Dataset entries
#####

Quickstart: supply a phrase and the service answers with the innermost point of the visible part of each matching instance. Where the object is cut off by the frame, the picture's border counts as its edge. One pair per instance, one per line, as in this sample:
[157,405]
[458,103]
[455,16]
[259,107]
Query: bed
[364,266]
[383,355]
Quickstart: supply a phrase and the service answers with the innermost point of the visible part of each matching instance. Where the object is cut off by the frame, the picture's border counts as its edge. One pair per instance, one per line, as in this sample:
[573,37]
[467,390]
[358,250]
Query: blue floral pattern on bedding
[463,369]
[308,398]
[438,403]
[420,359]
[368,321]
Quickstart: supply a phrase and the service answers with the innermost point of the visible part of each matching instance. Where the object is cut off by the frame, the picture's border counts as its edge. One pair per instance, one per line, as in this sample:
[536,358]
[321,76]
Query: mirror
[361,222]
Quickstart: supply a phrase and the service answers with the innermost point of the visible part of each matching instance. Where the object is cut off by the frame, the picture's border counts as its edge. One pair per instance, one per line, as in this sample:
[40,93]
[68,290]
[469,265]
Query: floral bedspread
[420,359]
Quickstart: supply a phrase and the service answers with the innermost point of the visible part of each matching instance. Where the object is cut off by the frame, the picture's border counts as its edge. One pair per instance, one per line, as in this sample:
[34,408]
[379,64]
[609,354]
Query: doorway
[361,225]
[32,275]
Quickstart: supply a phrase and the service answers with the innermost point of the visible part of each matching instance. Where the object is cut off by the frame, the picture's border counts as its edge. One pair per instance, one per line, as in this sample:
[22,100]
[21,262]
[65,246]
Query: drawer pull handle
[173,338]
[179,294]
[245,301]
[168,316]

#####

In this exercise, repeat all entries exactly.

* **RESULT BELOW**:
Quickstart: supply a phrase and the service answers with the innermost point of the visible part of each matching instance. Where the object is cut off by the frame, the picture's border counts as its edge. One pair per instance, one per line, as in this sample:
[157,405]
[458,103]
[455,16]
[259,107]
Query: bed
[364,266]
[383,355]
Quickstart: supply a phrase and the service answers with the innermost point of the visible part of each matching instance. Where the object is cut off by the frame, the picture's border counts as its edge. One pair per instance, one per line, as in this sample:
[573,37]
[467,390]
[358,250]
Query: blue floral pattern on bedding
[463,369]
[308,398]
[438,403]
[420,359]
[368,321]
Quickstart: supply a phrase and the service answers with the innermost point of the visible part of each matching instance. Where the object is cut off by the frame, the picture's border counts as its edge. One pair per instance, one per line, as in this sample:
[536,358]
[321,76]
Query: mirror
[361,222]
Quickstart: supply a phrase and the service answers with the innermost point of the visible part of each matching instance. Where the object is cut off by the frame, the picture's border counts as its edge. One pair per instance, one per line, as in this sample:
[40,93]
[68,290]
[469,265]
Query: floral bedspread
[420,359]
Quickstart: supply a phrase and the service answers with the innermost point of the visible part of each matching instance. Where the object is cut off by the frame, the picture's border counts as its edge. One pair per instance, one per line, as in this sample:
[34,408]
[379,64]
[609,354]
Query: doorway
[361,225]
[32,275]
Quickstart: supply a phrase and the service answers with the innermost point of the visible part of each matching instance. Where the object is cut off by the frame, the picture's border counts as its edge. One pair per instance, one per line, as in this sample:
[22,100]
[21,262]
[65,246]
Query: drawer pull handle
[173,338]
[179,294]
[245,301]
[168,316]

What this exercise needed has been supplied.